Please return each line of the entries below that contains the string "positive".

====== Data records ======

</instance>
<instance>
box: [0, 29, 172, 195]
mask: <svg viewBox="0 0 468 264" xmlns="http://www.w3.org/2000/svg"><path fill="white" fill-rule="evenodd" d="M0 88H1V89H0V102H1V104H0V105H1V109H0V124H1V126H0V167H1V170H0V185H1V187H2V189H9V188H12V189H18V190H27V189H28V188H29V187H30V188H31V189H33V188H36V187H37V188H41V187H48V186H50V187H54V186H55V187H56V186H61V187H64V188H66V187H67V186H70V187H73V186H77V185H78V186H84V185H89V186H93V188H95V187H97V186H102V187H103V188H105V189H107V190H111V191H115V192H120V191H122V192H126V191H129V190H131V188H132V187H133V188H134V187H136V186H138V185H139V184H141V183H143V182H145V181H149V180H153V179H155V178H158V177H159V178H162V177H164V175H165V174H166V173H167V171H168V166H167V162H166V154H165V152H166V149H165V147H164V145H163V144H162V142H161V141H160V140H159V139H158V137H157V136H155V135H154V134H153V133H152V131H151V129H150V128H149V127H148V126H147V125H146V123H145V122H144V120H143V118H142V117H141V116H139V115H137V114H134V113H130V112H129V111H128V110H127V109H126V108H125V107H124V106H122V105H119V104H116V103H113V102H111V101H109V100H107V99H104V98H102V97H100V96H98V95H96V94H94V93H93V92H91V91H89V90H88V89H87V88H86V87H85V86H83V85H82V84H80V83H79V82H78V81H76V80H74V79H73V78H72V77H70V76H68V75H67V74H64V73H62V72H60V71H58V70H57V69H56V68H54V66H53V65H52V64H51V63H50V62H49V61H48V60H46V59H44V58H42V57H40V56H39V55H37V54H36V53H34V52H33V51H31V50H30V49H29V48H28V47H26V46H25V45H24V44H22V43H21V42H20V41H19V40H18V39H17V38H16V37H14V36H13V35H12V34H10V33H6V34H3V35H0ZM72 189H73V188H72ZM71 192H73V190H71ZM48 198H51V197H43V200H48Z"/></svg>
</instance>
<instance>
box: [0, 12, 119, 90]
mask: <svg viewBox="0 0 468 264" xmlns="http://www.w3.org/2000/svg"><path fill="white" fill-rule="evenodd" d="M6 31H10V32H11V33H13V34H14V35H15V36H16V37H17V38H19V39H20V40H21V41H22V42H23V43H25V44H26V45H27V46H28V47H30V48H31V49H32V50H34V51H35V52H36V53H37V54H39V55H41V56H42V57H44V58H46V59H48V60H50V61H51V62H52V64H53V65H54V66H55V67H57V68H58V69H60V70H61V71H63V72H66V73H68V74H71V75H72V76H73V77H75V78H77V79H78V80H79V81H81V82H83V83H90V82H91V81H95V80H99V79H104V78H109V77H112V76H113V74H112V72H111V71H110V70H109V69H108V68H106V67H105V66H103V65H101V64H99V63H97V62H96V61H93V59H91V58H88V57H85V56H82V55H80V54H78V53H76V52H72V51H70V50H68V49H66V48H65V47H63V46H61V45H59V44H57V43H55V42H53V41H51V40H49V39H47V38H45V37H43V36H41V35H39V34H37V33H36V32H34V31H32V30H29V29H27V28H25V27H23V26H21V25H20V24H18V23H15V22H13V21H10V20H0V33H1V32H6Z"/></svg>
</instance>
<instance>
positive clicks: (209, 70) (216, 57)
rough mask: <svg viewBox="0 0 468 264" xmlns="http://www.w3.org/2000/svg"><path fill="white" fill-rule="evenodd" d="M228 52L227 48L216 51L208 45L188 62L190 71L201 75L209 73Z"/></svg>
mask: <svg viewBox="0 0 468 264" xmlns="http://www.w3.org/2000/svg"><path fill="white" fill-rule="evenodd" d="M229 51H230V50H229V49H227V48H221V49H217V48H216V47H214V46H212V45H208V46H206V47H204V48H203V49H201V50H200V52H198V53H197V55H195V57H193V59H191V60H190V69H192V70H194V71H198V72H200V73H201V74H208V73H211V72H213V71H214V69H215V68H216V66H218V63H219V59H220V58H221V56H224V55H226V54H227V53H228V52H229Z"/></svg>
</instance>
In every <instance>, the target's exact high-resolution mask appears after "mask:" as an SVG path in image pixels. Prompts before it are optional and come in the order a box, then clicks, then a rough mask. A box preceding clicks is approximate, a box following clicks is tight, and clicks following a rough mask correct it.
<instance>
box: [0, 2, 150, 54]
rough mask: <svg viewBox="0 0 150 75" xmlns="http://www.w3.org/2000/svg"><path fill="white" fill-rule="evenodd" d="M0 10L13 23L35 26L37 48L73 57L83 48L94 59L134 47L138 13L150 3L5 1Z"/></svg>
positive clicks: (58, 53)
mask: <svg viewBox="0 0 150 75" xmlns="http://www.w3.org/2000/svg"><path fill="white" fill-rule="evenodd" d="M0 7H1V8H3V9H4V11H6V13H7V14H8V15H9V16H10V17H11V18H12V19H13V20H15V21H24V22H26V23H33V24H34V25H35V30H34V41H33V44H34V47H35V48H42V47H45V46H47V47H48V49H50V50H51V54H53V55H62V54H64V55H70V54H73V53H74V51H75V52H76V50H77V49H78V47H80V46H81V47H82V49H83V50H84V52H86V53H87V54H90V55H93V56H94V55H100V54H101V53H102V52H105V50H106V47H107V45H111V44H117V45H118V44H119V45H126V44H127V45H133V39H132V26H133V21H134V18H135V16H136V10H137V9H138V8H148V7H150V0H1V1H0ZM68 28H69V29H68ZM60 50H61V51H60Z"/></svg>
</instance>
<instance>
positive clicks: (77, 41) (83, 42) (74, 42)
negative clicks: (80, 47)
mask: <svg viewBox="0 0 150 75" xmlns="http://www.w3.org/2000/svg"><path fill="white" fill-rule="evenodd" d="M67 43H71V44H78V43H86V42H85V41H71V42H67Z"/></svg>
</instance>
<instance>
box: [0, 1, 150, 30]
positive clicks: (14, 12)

======

Solution:
positive clicks: (209, 70) (216, 57)
positive clicks: (58, 53)
positive clicks: (77, 41) (83, 42) (74, 42)
positive clicks: (14, 12)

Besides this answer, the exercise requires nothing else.